_GOAL_: Gather every line below that contains the string "bare", and copy each of those lines out.

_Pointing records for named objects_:

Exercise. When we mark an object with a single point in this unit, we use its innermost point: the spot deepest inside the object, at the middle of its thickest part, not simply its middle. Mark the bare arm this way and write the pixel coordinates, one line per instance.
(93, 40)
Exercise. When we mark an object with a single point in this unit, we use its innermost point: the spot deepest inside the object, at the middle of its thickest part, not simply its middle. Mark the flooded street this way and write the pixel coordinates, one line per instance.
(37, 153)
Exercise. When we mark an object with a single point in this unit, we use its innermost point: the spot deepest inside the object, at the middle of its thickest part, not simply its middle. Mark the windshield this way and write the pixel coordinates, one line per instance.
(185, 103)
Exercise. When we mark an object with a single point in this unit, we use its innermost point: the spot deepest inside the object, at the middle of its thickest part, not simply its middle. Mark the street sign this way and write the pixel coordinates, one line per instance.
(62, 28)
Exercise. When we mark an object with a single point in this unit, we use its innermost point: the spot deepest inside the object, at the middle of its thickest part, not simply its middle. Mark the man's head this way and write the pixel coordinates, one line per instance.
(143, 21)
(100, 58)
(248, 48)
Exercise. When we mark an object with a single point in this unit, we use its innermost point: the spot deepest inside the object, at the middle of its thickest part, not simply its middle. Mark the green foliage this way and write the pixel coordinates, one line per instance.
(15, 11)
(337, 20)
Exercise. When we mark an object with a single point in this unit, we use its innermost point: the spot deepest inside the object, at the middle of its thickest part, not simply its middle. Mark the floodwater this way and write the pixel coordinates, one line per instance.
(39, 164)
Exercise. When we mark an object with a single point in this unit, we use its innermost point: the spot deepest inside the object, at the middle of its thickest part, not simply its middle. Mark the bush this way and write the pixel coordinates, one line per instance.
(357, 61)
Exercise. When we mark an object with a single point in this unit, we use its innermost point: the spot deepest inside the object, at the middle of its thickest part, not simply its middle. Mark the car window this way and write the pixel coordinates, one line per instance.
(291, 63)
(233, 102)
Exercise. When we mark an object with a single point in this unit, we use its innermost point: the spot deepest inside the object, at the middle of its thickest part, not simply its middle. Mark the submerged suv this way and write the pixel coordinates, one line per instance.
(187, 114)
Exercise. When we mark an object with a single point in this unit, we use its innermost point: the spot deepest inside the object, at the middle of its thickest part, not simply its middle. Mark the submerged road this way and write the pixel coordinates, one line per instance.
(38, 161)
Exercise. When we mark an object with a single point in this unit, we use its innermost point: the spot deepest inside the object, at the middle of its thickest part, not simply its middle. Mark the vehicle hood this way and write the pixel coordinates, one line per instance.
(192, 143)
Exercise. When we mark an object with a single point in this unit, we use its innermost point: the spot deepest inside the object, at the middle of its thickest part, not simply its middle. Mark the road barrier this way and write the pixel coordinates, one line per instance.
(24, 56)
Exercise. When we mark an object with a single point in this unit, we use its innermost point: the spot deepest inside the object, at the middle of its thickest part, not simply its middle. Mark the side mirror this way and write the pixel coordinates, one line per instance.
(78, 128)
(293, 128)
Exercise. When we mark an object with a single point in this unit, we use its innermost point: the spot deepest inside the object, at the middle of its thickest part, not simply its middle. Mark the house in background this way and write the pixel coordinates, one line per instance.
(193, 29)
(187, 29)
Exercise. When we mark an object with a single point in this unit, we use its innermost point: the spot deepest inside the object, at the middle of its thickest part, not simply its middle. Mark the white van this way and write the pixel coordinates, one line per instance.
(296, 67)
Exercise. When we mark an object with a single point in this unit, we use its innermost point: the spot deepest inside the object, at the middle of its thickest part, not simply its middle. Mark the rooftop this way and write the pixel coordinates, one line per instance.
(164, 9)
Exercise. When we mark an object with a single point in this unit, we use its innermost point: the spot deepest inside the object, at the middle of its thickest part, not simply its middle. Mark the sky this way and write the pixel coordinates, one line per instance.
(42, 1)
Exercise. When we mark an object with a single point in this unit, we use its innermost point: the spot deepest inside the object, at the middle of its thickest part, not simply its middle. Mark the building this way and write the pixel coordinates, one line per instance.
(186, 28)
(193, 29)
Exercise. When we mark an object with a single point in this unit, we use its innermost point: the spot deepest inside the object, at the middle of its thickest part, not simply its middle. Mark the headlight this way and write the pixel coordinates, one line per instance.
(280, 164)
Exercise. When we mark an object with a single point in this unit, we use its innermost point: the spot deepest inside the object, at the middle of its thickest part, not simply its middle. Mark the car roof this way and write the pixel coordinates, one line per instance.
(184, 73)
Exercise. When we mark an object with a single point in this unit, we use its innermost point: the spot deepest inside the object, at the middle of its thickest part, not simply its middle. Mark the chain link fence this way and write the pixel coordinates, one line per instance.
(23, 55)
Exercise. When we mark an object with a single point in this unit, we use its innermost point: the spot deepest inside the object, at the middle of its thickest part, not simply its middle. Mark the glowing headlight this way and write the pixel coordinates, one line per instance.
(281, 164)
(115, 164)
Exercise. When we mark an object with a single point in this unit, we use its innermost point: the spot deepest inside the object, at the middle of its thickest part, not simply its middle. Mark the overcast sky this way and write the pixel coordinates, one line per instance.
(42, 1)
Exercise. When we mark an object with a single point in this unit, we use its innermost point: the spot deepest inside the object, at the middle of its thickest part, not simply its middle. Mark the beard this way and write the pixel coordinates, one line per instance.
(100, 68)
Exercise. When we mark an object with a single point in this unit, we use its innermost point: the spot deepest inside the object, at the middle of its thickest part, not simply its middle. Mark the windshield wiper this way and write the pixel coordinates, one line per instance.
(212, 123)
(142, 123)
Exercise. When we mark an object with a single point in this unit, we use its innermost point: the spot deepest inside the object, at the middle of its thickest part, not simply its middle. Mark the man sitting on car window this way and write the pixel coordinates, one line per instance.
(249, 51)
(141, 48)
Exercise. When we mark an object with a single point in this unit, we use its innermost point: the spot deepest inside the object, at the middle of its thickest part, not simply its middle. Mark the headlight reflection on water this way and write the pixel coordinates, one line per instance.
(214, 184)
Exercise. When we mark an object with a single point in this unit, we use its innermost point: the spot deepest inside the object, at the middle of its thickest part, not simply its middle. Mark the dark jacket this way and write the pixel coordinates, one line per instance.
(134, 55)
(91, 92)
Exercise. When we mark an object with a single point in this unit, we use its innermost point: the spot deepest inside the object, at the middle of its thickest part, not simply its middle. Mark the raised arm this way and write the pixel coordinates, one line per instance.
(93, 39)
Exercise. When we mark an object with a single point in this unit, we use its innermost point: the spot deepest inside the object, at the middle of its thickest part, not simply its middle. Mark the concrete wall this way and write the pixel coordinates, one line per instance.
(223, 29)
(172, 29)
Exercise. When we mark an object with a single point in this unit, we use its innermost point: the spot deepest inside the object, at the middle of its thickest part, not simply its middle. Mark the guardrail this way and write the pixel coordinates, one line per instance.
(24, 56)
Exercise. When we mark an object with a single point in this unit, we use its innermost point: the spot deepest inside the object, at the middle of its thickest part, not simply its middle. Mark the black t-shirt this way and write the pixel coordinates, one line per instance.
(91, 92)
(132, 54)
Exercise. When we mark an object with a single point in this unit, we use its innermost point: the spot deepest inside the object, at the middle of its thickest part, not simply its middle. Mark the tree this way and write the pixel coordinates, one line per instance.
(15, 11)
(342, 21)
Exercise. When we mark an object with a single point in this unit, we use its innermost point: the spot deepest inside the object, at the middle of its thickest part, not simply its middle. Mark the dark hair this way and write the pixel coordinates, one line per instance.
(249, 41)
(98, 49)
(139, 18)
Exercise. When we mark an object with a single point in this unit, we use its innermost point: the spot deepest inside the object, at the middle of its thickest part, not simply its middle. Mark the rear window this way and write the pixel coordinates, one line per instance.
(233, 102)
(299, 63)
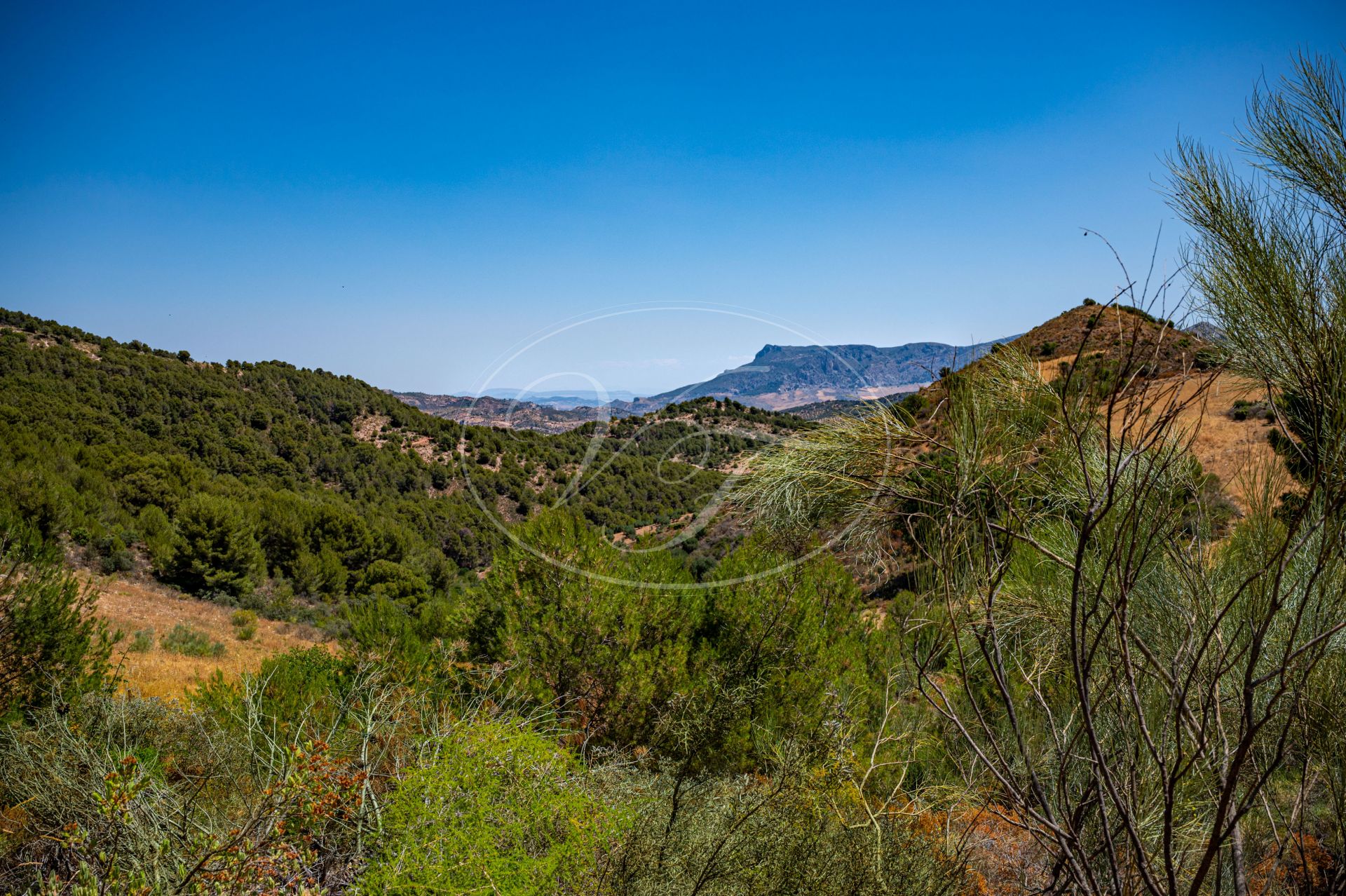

_WRITTEN ANSWER_:
Exercise. When we mark an object with a single point in this unit, we use its innermost point: the spot deepest inside the object, at the middle of its thickest part, not simply its middle. Mark the bare arm this way and write the pixel coordinates, one line per instance.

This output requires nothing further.